**Paginafragment**
===============
Artikel 2 Wijze van meten

Bij de toepassing van deze regels wordt als volgt gemeten:

2.1 de afstand van een gebouw tot een zijdelingse perceelsgrens

de afstand gemeten vanaf het dichtst bij de perceelsgrens gelegen punt van het gebouw tot aan de zijdelingse perceelsgrens.

2.2 de afstanden tussen lijnen

afstanden tussen lijnen worden gemeten van het hart van de ene lijn tot het hart van de andere lijn.

2.3 de bedrijfsvloeroppervlakte

de totale oppervlakte, binnenwerks gemeten, van alle op een bouwperceel aanwezige bebouwing, boven en onder peil, ten dienste van één bepaalde binnen een bestemming toegestane activiteit/functie.

2.4 de diepte van een bouwwerk, niet zijnde een hoofdgebouw

de afstand gemeten vanaf het verste punt van het bouwwerk loodrecht op de gevel waartegen het bouwwerk wordt aangebouwd.

2.5 de bouwhoogte van een bouwwerk

vanaf het peil tot aan het hoogste punt van een gebouw of van een bouwwerk, geen gebouw zijnde, met uitzondering van ondergeschikte bouwonderdelen, zoals schoorstenen, lichtkoepels, dakkapellen, lucht- en liftkokers, (brand)trappen, zonnepanelen, andere technische ruimten en/of technische constructies, hekwerken, luifels, balkons en antennes.

2.6 de bouwhoogte van een dakopbouw

vanaf de afdekking van de bovenste bouwlaag tot aan het hoogste punt van de dakopbouw.

2.7 de bouwhoogte van een kap

vanaf de bovenkant goot, boeibord of daarmee gelijk te stellen constructiedeel tot aan het hoogste punt van de kap.

2.8 de dakhelling

langs het dakvlak ten opzichte van het horizontale vlak.

2.9 gevellijn

de plaats vanaf waar de bouw- en goothoogte van het aangrenzende maatvoeringsvlak wordt gemeten.

2.10 de goothoogte van een bouwwerk

vanaf het peil tot aan de bovenkant van de goot, c.q. de druiplijn, het boeibord, of een daarmee gelijk te stellen constructiedeel, met uitzondering van ondergeschikte bouwonderdelen, zoals schoorstenen, lichtkoepels, dakkapellen, lucht- en liftkokers, (brand)trappen, trappenhuizen, zonnepanelen, andere technische ruimten en/of technische constructies, hekwerken, luifels, balkons en antennes.
===============
[Gegevens voor het aanwijzen van regio's]
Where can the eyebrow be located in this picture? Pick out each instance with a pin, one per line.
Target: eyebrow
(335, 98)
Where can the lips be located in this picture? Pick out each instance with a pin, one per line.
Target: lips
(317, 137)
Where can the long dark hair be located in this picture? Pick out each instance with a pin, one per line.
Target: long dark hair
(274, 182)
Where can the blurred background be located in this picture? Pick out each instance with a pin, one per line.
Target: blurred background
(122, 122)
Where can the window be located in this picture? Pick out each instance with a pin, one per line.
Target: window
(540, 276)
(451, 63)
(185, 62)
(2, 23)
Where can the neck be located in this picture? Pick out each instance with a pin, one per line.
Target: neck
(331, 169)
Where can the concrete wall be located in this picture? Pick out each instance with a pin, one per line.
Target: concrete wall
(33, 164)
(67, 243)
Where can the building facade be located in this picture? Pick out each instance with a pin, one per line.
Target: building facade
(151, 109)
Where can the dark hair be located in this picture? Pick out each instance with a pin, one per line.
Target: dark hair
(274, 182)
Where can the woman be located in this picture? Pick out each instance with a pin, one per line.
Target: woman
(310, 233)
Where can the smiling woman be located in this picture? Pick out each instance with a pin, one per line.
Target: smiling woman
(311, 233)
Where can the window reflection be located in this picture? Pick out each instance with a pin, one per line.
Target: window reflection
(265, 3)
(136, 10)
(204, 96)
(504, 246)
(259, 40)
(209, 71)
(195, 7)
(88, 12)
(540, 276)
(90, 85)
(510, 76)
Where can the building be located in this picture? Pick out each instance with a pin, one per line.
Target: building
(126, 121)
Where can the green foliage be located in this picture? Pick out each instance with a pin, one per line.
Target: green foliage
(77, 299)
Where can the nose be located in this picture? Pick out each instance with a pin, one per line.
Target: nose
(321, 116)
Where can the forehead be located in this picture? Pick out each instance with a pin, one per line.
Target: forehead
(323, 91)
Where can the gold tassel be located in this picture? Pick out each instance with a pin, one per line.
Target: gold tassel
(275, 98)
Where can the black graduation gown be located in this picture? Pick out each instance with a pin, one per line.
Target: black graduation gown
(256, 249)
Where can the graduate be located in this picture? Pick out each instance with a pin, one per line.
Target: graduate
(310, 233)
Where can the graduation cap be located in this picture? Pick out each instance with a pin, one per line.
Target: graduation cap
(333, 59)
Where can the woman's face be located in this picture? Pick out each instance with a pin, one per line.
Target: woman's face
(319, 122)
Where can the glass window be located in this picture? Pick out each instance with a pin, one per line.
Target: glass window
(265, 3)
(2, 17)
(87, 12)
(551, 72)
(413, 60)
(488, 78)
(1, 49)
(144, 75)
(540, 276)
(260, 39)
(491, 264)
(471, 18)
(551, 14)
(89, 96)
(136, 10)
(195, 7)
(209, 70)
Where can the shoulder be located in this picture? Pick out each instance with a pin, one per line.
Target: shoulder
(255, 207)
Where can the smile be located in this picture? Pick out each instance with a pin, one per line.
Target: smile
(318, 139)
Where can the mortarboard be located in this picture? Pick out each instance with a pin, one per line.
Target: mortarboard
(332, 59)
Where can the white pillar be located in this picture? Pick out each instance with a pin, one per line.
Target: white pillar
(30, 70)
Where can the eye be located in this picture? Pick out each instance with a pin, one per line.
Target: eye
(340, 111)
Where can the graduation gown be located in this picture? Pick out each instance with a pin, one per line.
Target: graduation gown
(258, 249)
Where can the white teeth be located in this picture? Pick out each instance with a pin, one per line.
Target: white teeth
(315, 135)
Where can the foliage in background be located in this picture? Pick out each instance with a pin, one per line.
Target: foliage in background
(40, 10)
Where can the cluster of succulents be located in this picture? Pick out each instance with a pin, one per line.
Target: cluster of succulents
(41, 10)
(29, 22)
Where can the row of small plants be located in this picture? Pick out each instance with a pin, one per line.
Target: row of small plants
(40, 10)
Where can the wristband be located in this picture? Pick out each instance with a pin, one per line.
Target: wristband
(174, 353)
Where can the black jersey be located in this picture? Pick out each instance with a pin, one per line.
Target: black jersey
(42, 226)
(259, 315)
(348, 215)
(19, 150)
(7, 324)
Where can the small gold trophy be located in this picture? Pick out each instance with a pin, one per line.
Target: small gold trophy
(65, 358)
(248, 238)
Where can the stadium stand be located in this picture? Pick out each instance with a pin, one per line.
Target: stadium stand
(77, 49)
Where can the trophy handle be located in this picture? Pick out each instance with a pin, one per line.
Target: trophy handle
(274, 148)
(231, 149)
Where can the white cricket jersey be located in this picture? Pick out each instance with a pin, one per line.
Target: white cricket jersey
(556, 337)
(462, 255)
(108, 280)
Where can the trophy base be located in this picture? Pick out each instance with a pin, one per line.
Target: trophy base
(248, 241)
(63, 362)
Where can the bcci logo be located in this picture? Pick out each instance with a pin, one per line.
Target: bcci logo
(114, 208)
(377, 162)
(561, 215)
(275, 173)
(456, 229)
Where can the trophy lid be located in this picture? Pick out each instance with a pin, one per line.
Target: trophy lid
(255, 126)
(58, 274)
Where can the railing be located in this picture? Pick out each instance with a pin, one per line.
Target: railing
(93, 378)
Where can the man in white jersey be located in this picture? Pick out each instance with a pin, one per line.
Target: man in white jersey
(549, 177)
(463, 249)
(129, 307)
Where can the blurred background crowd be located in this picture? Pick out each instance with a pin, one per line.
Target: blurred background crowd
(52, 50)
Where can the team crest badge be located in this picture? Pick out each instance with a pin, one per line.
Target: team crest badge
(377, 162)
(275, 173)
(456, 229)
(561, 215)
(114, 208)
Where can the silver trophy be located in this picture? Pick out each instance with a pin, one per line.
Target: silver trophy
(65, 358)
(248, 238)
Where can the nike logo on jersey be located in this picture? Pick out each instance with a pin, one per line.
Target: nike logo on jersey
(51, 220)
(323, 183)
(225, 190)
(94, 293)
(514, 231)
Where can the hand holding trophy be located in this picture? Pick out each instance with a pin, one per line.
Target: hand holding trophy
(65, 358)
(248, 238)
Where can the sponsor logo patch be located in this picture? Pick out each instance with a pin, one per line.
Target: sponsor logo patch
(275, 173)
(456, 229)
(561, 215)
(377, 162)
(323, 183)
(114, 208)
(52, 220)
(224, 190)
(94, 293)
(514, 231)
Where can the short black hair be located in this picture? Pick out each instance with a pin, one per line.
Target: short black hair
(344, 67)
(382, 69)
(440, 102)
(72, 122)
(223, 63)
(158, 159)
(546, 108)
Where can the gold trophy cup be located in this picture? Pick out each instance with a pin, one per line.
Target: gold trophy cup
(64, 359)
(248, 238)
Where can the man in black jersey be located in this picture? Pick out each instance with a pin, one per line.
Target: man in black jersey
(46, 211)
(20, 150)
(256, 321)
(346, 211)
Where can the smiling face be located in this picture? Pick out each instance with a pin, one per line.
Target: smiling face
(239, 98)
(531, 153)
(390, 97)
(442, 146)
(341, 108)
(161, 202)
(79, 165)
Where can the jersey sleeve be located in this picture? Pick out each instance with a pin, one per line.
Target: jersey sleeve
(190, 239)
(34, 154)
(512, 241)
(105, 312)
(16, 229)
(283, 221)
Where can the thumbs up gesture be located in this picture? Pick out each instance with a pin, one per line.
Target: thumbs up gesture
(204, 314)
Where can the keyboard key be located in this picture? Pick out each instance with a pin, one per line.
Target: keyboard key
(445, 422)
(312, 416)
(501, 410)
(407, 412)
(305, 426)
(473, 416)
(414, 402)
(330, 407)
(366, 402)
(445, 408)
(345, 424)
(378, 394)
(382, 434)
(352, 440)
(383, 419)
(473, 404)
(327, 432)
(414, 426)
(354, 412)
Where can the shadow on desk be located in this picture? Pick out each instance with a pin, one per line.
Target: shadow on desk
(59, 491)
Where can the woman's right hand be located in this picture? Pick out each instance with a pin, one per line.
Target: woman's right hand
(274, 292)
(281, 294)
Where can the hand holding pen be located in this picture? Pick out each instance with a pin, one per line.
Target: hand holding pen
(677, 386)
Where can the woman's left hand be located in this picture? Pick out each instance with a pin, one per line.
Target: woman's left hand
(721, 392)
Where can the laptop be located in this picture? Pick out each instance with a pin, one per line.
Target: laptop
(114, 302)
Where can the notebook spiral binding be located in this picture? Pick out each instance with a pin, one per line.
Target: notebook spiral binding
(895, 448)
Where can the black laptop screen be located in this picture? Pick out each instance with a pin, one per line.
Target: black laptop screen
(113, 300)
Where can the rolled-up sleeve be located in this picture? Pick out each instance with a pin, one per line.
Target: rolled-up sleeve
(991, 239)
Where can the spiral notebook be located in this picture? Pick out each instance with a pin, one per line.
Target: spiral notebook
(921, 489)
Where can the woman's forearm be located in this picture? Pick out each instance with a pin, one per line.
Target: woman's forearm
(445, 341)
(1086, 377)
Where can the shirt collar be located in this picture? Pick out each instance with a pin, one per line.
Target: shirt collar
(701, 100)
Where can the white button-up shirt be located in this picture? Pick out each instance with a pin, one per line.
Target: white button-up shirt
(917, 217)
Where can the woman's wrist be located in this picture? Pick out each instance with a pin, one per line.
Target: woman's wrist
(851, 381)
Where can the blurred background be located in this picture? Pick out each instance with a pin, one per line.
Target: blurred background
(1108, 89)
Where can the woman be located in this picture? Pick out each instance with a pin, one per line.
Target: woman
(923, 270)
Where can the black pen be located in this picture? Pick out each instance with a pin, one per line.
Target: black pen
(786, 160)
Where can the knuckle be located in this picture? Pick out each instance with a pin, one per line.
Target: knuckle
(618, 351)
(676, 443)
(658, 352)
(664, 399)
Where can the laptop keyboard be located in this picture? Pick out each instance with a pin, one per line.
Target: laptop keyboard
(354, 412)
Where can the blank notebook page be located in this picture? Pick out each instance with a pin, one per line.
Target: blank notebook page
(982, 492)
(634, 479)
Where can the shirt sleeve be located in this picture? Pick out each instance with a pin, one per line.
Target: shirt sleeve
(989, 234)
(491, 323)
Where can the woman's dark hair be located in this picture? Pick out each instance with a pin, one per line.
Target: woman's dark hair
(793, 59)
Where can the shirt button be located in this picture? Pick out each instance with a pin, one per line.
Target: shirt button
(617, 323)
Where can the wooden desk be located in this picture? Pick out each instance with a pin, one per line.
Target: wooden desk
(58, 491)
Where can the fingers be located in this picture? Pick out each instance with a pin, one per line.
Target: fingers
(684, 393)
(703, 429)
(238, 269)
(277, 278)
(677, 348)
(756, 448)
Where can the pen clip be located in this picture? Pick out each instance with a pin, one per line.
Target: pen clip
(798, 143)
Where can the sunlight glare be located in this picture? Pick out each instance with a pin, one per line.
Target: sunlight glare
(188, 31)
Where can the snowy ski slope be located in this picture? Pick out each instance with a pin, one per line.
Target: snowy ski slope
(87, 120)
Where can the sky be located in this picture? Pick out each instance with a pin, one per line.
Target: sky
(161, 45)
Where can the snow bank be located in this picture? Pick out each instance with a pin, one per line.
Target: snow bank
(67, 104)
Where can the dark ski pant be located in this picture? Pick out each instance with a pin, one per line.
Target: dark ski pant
===============
**Werkwijze opdracht**
Vervolg de tekst over de wijze van meten, te beginnen direct na de laatst getoonde bepaling.

**Antwoord**
Voor de meest voorkomende dakvormen bij woningen is in onderstaande schetsjes aangegeven waar de goothoogte wordt bepaald. Daarbij geldt dat voorzover het gaat om een bestaand zadeldak deze niet mag worden uitgebouwd tot een afgetopte dakvorm.

afbeelding "i_NL.IMRO.0268.BP8003-VG01_0012.png"

2.11 de hoogte van een windturbine

vanaf het peil tot aan de (wieken)as van de windturbine.

2.12 de inhoud van een bouwwerk

tussen de onderzijde van de begane grondvloer, de buitenzijde van de gevels (en/of het hart van de scheidingsmuren) en de buitenzijde van daken en dakkapellen.

2.13 de oppervlakte van een bouwwerk

tussen de buitenwerkse gevelvlakken en/of het hart van de scheidingsmuren, neerwaarts geprojecteerd op het gemiddelde niveau van het afgewerkte bouwterrein ter plaatse van het bouwwerk.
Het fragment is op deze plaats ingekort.